▶ **Exercise objective**:
Copy the rows below word for word, beginning at the first line and ending with the line that contains "xmin=218 ymin=155 xmax=246 ymax=235". Include both of those lines.

▶ **Task material**:
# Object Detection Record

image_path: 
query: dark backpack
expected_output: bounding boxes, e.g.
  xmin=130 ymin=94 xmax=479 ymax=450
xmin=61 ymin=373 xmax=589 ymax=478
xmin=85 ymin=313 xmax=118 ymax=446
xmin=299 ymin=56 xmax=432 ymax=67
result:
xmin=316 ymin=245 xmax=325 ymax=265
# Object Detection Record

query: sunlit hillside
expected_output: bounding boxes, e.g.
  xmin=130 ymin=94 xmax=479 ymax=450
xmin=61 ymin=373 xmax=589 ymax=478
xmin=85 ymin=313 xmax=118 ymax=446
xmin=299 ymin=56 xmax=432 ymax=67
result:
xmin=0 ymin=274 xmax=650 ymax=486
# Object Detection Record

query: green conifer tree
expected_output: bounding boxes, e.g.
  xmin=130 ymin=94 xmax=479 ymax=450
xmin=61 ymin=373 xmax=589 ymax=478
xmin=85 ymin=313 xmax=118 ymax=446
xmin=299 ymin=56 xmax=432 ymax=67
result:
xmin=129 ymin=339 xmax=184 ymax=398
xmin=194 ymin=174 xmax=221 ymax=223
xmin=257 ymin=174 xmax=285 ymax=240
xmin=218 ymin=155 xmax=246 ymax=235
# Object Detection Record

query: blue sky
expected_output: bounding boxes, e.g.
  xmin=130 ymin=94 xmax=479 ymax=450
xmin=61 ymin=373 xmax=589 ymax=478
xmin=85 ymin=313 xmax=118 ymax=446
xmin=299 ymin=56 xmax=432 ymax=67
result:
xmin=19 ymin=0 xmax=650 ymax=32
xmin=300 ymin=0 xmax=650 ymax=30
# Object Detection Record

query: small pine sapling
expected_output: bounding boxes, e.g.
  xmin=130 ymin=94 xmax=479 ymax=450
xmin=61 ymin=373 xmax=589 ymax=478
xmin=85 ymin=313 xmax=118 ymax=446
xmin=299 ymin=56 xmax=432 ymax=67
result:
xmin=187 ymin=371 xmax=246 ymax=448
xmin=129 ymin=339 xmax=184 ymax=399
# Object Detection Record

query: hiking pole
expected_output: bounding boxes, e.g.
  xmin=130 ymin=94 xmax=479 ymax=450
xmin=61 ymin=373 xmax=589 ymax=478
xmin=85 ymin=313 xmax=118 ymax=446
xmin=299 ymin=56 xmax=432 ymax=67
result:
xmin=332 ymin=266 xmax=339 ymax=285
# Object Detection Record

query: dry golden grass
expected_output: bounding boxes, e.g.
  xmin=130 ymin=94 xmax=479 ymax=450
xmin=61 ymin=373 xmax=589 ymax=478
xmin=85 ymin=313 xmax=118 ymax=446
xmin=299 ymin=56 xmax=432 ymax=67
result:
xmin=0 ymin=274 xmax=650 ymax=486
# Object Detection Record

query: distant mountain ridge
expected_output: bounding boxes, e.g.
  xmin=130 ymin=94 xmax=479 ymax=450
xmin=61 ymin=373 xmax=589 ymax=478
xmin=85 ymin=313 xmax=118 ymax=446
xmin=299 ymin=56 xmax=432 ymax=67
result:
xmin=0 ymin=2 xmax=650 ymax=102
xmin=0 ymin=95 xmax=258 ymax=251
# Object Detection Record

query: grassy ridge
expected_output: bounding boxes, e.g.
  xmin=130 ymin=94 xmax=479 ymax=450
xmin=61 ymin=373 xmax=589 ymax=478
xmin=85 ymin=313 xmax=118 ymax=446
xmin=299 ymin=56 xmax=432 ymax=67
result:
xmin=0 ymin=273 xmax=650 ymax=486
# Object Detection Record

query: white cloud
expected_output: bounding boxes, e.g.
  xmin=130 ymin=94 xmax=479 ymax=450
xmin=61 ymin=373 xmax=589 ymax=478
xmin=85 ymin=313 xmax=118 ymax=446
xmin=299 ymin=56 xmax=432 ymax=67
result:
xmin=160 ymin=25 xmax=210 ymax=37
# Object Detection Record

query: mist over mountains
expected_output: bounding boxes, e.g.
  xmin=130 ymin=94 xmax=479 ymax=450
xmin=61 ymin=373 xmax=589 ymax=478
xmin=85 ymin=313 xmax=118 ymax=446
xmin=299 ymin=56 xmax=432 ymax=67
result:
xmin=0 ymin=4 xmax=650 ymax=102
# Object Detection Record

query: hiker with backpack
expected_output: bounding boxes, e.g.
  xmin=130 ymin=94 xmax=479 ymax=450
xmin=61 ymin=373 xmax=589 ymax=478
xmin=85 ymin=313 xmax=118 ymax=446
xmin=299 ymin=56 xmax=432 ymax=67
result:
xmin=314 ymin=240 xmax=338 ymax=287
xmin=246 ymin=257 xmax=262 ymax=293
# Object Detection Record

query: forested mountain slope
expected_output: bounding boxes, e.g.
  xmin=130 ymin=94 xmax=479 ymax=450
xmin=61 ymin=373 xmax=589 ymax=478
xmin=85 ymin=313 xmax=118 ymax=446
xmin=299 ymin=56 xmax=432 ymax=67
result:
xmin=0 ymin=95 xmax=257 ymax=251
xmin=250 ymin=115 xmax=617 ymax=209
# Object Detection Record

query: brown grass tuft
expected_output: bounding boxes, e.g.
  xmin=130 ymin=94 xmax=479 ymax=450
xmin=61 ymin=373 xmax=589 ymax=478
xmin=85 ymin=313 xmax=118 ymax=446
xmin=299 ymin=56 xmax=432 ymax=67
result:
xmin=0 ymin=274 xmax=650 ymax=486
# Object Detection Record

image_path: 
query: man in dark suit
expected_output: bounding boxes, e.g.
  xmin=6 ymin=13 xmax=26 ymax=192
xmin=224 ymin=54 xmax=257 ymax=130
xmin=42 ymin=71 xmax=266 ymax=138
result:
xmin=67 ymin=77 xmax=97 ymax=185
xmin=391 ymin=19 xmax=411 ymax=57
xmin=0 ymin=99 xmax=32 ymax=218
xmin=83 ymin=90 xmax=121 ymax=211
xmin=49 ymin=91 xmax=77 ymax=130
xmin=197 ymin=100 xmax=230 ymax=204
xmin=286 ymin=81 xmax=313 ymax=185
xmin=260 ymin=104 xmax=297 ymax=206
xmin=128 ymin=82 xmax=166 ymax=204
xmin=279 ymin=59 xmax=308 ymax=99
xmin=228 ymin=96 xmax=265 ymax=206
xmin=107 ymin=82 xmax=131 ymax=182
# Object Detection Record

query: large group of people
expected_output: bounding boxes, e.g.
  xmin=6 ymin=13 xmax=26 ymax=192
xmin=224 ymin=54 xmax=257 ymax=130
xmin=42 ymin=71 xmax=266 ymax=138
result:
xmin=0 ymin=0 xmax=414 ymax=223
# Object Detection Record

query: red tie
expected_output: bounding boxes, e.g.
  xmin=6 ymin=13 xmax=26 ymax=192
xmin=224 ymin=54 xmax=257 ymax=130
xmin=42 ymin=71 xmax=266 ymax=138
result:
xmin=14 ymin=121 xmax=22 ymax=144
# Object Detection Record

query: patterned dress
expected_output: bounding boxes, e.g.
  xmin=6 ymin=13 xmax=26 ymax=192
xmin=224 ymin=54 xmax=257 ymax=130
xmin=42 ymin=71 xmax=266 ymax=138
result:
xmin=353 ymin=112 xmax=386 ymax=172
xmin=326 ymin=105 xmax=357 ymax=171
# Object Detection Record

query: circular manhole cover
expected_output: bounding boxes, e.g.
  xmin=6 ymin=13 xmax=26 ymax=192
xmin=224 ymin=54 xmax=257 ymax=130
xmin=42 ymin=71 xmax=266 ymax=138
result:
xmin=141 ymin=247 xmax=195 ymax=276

▶ **Exercise result**:
# Object Detection Record

image_path: 
query: dark backpack
expected_output: bounding boxes, e.g.
  xmin=130 ymin=94 xmax=479 ymax=450
xmin=61 ymin=373 xmax=589 ymax=478
xmin=85 ymin=313 xmax=118 ymax=446
xmin=299 ymin=56 xmax=432 ymax=67
result:
xmin=316 ymin=245 xmax=325 ymax=265
# Object Detection Record

query: sunlit hillside
expected_output: bounding boxes, e.g.
  xmin=130 ymin=94 xmax=479 ymax=450
xmin=61 ymin=373 xmax=589 ymax=478
xmin=85 ymin=313 xmax=118 ymax=446
xmin=299 ymin=56 xmax=432 ymax=67
result:
xmin=0 ymin=274 xmax=650 ymax=486
# Object Detection Record

query: green conifer tree
expected_output: bounding boxes, e.g.
  xmin=130 ymin=94 xmax=479 ymax=450
xmin=61 ymin=373 xmax=589 ymax=478
xmin=85 ymin=313 xmax=118 ymax=446
xmin=299 ymin=56 xmax=432 ymax=67
result:
xmin=129 ymin=339 xmax=184 ymax=398
xmin=194 ymin=174 xmax=221 ymax=223
xmin=257 ymin=174 xmax=285 ymax=240
xmin=218 ymin=155 xmax=246 ymax=235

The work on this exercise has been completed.